Orta boylu bir adam gelmiş
Emin Çölaşan’ın yanına. Ve fısıldamış kulağına. Demiş ki,
Ergenekon bitti; “bunlar” yargıyı ele geçirdi; şimdi buyruklar yağdırıp, salıverecekler Ergenekon’dan
tutuklu birçok
Silivri sakinini.
Şimdi, Dervişin Fikri Neyse Zikri de Odur sözü geliyor insanın aklına bu yazıyı okuyunca. Ergenekon yani
Gladyo davası, çok ama çok gecikmiş, bir
eşek arısı kovanına çomak sokma eylemidir. Kaplumbağa örneği yol aldığını öne sürerseniz davaların, doğrudur bence. Kimilerinin daha şimdiden çok uzun süredir
tahliye edilmeksizin, örneğin Mustafa Balbay’ın, tutuklu kaldığını söylerseniz size katılırım. Amma kalkıp da Ergenekon’un, iktidarca hazırlanmış, siyasi bir tezgah olduğunu ima ederseniz size kargalar bile güler!
Türkiye’nin, ta 1947 yılından bu yana
darbe hazırlıklarına soyunacak kişi ve kişileri belirleyen bir Gladyo yapılanmasının boyunduruğu altında olduğunu, ülkede yıllar yılı seçilmişlerin, önünde sonunda, asker-
sivil bir
bürokrasi diktasına diz çökmek zorunda bırakıldıklarını inkar ederseniz, gene kargalar kahkahayı patlatır.

····················

[Yapılacak Görevler]
A. Okuma metninde Emin Çölaşan'ın yanına gelen adam nasıl tarif ediliyor?
B. Okuma metnini "Orta boylu bir" ifadesinden başlayarak "Silivri sakinini." ifadesi de dahil olmak üzere aynen kopyalayın.
C. Okuma metninde adı geçen hayvanların hepsini sıralayın.

····················

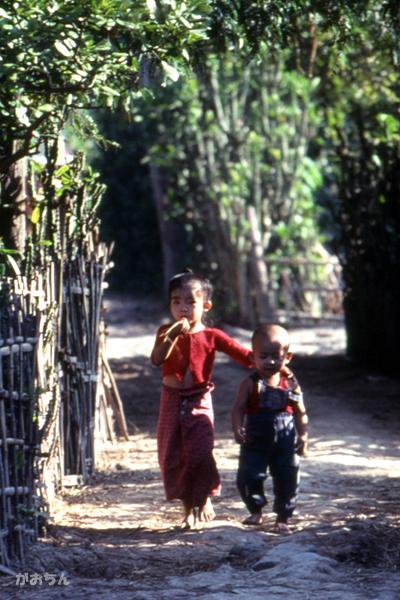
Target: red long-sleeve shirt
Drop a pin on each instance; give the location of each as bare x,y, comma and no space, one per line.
196,352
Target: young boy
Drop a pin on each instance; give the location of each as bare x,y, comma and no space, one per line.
269,422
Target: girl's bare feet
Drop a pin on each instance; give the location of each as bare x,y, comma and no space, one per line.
254,519
206,512
190,519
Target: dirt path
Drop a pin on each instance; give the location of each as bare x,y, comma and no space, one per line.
116,539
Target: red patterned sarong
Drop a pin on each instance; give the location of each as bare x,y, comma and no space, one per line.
185,437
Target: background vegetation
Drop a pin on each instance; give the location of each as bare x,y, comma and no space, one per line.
237,122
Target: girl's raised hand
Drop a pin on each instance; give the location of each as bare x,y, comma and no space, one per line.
181,326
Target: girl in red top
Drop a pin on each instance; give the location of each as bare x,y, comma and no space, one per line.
185,430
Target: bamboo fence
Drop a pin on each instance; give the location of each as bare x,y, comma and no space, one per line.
19,515
58,399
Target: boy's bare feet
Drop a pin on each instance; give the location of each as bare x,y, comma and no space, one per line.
206,512
254,519
282,527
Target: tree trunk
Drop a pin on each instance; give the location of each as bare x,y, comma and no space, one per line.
172,234
14,202
264,309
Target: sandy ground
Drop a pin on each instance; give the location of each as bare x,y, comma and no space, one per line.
117,538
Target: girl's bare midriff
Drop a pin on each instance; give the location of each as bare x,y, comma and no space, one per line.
173,381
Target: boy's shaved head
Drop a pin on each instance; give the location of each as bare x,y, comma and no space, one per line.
273,333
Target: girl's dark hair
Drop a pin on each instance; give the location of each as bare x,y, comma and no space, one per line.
188,277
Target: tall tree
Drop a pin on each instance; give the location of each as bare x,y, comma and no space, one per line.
58,59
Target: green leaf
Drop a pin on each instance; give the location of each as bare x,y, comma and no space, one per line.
170,71
35,216
62,49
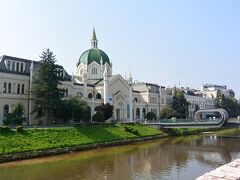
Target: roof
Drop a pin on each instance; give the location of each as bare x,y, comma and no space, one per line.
28,63
94,55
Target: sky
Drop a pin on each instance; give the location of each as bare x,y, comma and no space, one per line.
169,42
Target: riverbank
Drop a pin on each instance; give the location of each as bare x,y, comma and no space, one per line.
38,142
227,171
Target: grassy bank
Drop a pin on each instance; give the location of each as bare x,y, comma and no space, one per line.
52,138
187,131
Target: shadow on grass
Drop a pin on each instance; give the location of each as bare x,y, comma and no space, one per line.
99,133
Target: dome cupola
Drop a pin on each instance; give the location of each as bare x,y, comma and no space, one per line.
94,54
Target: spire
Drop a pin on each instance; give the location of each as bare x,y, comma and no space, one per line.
94,40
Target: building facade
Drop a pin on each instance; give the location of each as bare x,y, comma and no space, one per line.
93,81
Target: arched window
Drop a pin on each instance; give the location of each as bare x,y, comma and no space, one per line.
5,110
5,87
137,113
22,88
98,96
9,87
8,65
90,95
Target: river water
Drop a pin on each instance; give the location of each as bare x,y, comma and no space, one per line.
169,158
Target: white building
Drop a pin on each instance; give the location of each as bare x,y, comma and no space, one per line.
93,81
210,91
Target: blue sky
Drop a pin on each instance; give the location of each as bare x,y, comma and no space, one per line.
165,42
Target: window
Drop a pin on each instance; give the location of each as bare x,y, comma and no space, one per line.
9,88
22,88
5,110
94,70
8,65
21,67
5,87
13,65
18,89
17,66
79,94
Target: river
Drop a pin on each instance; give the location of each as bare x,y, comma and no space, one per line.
169,158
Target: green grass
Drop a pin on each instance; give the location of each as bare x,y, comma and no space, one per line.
50,138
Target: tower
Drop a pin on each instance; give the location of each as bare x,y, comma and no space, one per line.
85,84
94,40
105,84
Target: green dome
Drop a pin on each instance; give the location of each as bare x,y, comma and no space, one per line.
94,54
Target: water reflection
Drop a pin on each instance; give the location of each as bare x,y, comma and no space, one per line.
170,158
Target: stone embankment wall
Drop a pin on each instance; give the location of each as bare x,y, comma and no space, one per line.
229,171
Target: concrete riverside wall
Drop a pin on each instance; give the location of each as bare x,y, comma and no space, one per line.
229,171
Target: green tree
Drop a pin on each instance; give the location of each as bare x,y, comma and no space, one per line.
16,117
180,104
167,113
151,116
220,99
73,108
46,94
106,109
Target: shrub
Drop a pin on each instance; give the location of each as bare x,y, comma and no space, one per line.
4,129
151,116
19,129
167,113
98,117
106,109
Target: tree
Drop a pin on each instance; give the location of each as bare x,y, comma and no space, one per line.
167,113
151,116
46,94
98,117
180,104
229,104
16,117
106,109
73,108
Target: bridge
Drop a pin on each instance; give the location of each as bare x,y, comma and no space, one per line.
197,122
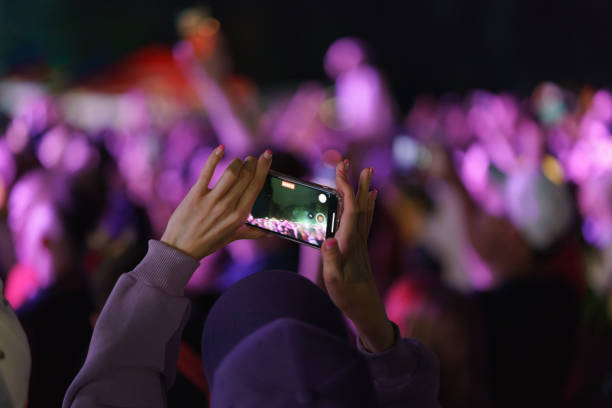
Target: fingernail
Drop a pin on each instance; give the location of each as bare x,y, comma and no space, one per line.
331,243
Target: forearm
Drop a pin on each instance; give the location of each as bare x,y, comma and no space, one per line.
406,372
133,352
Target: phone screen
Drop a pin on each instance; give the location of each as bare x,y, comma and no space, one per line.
296,210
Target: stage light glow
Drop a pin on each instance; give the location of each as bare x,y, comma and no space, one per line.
553,170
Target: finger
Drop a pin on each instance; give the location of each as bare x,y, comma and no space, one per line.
362,201
332,262
228,178
349,214
364,186
253,189
371,205
246,232
209,168
244,179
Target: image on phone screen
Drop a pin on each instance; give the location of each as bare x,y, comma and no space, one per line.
296,210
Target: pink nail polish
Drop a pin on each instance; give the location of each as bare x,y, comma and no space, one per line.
331,243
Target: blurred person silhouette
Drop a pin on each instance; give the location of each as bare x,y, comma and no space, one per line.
51,216
423,304
15,358
530,312
273,339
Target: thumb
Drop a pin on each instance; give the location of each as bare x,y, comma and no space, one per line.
332,260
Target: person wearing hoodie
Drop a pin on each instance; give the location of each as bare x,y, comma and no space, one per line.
273,339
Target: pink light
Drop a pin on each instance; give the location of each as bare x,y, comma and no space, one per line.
343,55
21,285
51,147
17,135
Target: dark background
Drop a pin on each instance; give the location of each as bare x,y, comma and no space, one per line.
429,46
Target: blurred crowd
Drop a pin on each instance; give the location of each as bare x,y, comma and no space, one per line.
491,241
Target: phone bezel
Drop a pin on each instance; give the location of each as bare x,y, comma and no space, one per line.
331,226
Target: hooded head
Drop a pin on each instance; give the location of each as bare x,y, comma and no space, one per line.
275,339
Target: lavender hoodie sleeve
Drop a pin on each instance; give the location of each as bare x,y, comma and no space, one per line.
408,374
132,357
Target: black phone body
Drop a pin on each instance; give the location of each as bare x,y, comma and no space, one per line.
297,210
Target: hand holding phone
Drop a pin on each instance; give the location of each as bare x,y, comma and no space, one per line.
346,265
210,218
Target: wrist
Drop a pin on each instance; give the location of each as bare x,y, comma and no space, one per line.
377,339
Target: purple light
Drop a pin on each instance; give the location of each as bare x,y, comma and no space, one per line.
8,169
343,55
51,147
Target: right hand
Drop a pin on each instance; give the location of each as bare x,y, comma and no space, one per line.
208,219
346,264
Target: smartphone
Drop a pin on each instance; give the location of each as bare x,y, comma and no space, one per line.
297,210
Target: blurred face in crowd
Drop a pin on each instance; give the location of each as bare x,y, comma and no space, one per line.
38,235
500,245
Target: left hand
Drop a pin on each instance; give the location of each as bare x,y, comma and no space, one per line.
208,219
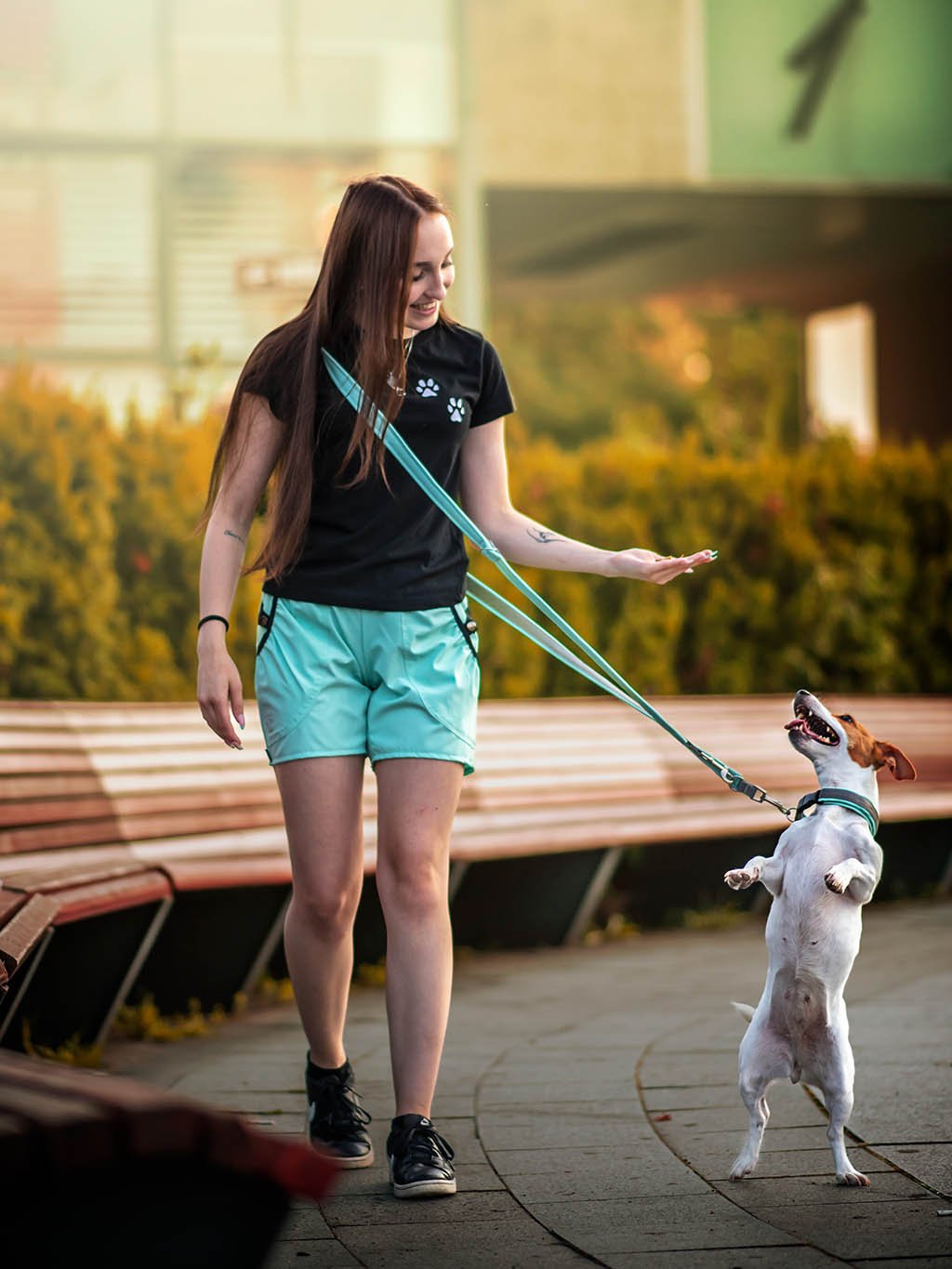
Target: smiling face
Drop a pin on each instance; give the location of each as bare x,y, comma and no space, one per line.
431,273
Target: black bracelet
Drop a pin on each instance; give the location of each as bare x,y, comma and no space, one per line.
214,617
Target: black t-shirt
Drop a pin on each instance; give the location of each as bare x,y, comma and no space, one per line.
386,546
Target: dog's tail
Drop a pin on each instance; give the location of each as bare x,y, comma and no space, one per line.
746,1011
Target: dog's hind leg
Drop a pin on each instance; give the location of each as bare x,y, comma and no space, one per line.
838,1094
754,1097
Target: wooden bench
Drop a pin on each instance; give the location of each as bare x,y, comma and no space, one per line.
141,857
124,1172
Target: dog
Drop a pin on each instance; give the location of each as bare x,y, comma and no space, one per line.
826,866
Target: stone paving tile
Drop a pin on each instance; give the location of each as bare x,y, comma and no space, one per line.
656,1223
542,1160
384,1209
306,1223
692,1097
628,1178
309,1254
510,1092
475,1252
718,1258
562,1132
888,1229
906,1262
442,1241
931,1160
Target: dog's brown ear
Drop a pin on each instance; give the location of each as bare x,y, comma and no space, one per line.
893,758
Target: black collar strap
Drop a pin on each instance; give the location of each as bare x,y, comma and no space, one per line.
840,797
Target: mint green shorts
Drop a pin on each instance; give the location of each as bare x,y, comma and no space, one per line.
346,681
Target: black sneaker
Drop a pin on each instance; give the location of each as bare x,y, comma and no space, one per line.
419,1158
337,1122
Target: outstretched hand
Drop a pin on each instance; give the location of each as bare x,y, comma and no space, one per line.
219,694
649,566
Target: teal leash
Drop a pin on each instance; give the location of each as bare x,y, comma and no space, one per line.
610,679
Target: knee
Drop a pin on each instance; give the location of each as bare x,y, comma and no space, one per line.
325,909
413,883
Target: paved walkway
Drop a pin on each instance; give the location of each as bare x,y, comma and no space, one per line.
590,1097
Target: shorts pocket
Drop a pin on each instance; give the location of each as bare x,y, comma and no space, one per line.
468,628
266,621
441,667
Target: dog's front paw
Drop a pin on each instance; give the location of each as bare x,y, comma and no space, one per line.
838,879
739,879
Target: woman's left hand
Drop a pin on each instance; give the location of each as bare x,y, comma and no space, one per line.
650,566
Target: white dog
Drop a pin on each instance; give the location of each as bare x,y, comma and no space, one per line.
826,866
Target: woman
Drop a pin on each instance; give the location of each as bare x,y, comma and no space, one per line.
367,649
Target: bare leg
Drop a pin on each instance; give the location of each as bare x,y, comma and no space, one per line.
416,803
324,820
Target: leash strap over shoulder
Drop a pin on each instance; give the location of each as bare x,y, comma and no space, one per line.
608,679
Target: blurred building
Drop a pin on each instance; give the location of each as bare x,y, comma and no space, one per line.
167,169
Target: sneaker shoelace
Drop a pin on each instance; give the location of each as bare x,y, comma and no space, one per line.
424,1144
337,1111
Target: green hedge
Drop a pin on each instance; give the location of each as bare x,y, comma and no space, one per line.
834,569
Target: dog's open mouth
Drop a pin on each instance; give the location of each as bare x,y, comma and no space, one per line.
813,726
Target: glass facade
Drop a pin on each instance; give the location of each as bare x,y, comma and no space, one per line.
169,167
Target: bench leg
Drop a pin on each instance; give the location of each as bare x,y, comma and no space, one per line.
267,949
132,972
600,883
23,981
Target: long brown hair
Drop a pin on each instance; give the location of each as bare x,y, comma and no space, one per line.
364,287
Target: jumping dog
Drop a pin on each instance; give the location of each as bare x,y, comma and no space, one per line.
826,866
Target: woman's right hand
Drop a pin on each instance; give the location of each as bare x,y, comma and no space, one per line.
218,687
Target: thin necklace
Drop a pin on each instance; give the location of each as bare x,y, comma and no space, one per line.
391,377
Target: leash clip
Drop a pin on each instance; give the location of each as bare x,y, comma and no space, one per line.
737,785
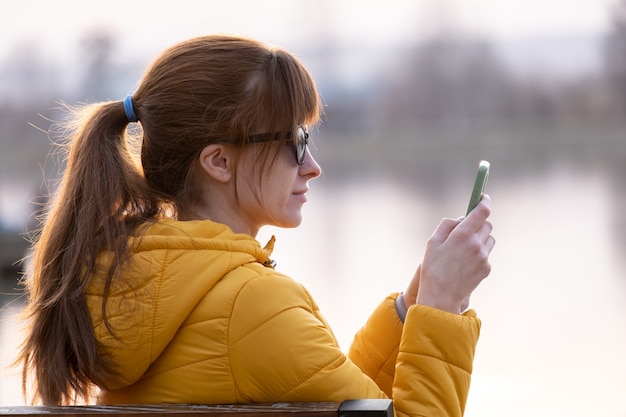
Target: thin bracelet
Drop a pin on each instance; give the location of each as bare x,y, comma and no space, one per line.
401,307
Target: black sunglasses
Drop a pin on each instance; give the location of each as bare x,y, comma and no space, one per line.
302,141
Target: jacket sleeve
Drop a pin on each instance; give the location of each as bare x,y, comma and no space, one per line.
434,362
425,364
281,349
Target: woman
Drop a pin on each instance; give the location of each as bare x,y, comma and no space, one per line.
148,285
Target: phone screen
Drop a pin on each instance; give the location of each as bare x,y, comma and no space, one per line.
479,185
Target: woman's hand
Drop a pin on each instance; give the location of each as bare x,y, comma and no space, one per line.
455,262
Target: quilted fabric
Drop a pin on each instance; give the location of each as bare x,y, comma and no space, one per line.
198,318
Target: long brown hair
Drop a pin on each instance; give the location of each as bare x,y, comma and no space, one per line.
201,91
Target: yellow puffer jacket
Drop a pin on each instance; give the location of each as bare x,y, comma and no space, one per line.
198,318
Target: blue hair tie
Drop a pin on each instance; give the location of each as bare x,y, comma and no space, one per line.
128,109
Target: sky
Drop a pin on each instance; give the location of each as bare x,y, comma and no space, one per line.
149,26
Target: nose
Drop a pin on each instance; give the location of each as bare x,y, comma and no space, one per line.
310,168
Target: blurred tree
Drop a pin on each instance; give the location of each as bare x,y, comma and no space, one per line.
26,78
615,58
451,82
96,51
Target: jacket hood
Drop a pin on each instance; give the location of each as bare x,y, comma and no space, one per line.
173,265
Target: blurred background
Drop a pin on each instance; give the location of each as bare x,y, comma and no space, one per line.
416,93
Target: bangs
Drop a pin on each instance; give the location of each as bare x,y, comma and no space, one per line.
284,95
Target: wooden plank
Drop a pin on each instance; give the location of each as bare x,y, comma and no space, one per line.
353,408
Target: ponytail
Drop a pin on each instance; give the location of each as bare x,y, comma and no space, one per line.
101,199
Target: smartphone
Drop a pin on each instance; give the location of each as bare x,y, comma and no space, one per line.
479,185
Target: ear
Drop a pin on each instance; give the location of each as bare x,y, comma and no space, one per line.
217,161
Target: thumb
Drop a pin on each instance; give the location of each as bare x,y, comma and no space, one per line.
446,226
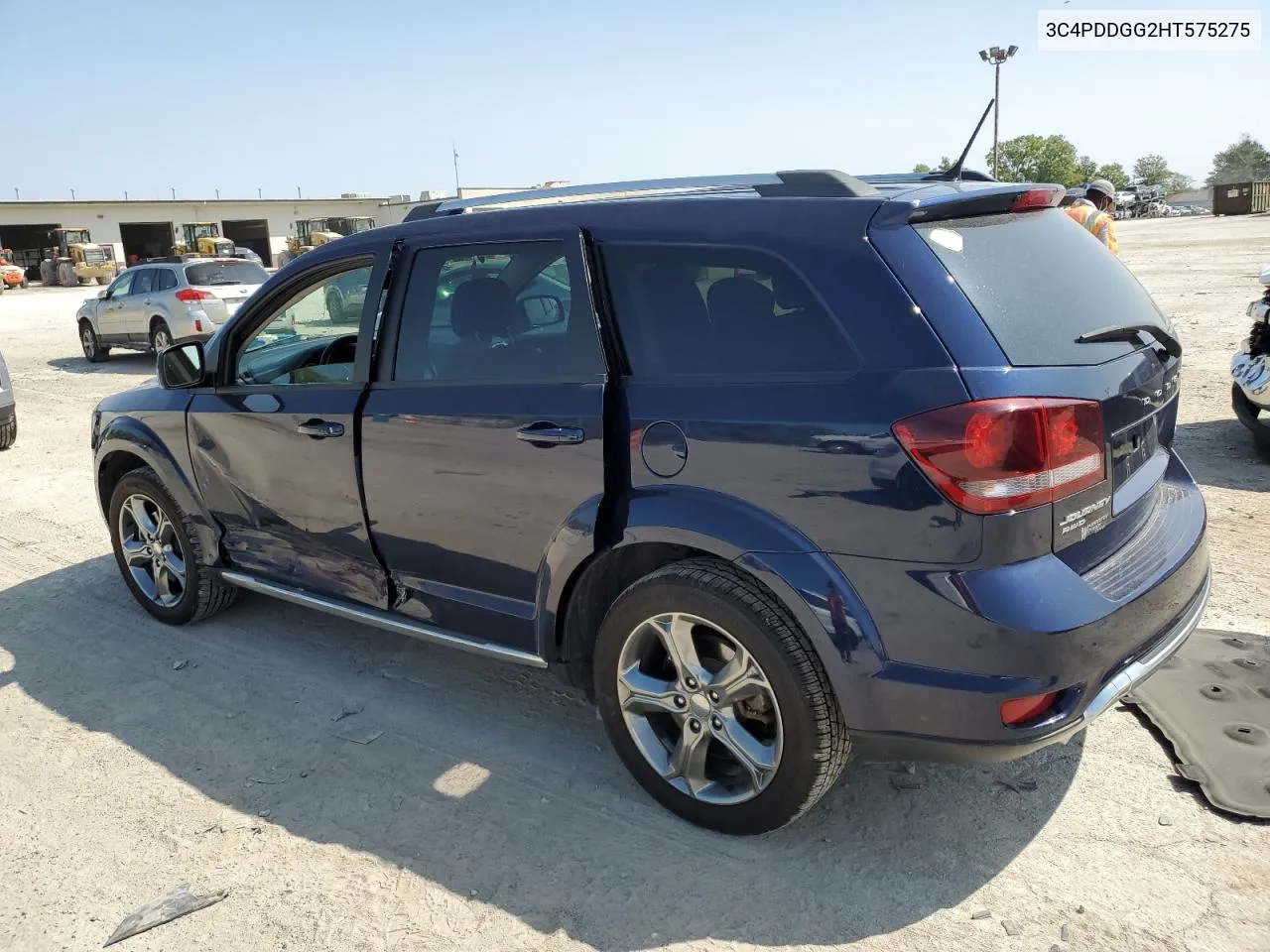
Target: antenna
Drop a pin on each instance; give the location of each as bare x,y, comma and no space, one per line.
953,175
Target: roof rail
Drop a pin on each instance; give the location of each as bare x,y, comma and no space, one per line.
810,182
899,178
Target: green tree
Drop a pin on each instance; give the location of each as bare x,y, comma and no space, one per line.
1152,171
1112,173
1246,160
1039,159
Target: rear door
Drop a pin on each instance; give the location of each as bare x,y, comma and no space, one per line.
485,433
136,306
1039,282
111,308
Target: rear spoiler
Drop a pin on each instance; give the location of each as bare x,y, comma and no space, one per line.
965,200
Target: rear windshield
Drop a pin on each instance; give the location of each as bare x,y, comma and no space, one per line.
1039,281
211,273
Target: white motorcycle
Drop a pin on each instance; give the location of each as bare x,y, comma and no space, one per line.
1250,367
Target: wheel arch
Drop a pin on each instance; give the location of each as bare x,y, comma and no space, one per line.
127,444
579,579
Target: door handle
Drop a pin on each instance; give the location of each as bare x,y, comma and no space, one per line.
320,429
548,434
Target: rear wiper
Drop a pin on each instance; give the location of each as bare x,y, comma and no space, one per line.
1129,333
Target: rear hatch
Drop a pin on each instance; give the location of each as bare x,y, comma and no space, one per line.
1043,287
222,285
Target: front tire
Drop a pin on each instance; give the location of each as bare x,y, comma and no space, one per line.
715,699
93,348
159,552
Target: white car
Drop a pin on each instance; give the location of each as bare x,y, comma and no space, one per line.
154,303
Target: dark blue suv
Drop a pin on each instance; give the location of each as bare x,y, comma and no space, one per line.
770,466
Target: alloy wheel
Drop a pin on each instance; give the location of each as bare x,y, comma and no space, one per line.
699,708
153,549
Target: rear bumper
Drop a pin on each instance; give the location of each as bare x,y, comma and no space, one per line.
883,747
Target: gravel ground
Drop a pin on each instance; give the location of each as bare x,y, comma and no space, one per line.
490,812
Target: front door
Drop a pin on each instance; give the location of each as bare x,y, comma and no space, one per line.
111,309
275,444
486,431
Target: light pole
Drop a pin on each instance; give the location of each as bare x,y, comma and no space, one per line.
996,56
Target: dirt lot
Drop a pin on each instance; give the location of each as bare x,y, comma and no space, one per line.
490,814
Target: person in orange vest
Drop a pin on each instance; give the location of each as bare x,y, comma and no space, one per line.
1095,213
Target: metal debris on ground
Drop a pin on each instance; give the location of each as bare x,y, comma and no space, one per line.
363,735
348,711
173,904
1211,702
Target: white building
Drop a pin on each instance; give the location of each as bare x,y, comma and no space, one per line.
148,229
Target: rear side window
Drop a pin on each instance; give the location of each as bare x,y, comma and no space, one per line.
211,273
1039,281
695,309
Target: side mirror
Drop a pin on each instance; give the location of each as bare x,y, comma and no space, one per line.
543,309
181,366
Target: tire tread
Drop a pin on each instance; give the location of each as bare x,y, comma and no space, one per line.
830,744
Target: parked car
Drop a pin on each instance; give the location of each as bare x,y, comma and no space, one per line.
8,409
627,483
153,303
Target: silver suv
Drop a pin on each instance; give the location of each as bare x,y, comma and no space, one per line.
151,304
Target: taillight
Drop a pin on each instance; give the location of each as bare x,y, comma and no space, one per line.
996,456
1037,198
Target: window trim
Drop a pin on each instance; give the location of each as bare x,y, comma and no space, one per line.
571,241
246,322
721,376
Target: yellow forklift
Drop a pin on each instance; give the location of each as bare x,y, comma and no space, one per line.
71,259
203,239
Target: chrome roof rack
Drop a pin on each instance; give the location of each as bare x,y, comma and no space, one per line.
813,182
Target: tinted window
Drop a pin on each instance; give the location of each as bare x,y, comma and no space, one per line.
144,282
121,285
497,312
211,273
701,309
1039,281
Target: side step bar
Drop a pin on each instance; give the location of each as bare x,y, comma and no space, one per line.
382,620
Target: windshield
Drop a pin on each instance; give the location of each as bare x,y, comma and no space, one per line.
211,273
1039,281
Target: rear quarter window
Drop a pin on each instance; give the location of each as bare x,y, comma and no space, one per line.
1039,281
702,309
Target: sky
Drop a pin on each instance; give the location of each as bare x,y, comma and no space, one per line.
367,96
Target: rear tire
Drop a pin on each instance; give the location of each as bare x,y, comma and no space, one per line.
677,733
93,348
154,531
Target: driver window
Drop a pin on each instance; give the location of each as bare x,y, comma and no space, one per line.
312,338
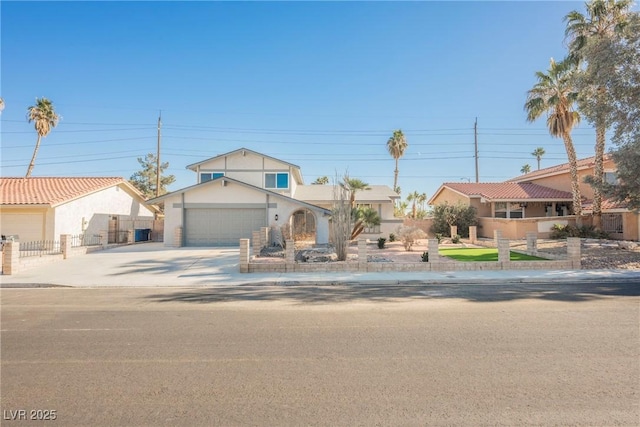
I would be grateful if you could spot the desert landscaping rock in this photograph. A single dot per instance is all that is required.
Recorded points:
(596, 254)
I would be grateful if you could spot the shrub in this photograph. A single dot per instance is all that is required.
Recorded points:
(409, 235)
(446, 215)
(560, 231)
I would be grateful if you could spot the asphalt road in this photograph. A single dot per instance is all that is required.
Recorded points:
(254, 355)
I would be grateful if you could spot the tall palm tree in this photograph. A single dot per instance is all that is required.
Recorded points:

····················

[Görev Sonuçları]
A. Orta boylu bir adam olarak.

B.
Orta boylu bir adam gelmiş
Emin Çölaşan’ın yanına. Ve fısıldamış kulağına. Demiş ki,
Ergenekon bitti; “bunlar” yargıyı ele geçirdi; şimdi buyruklar yağdırıp, salıverecekler Ergenekon’dan
tutuklu birçok
Silivri sakinini.

C. eşek arısı, kaplumbağa, karga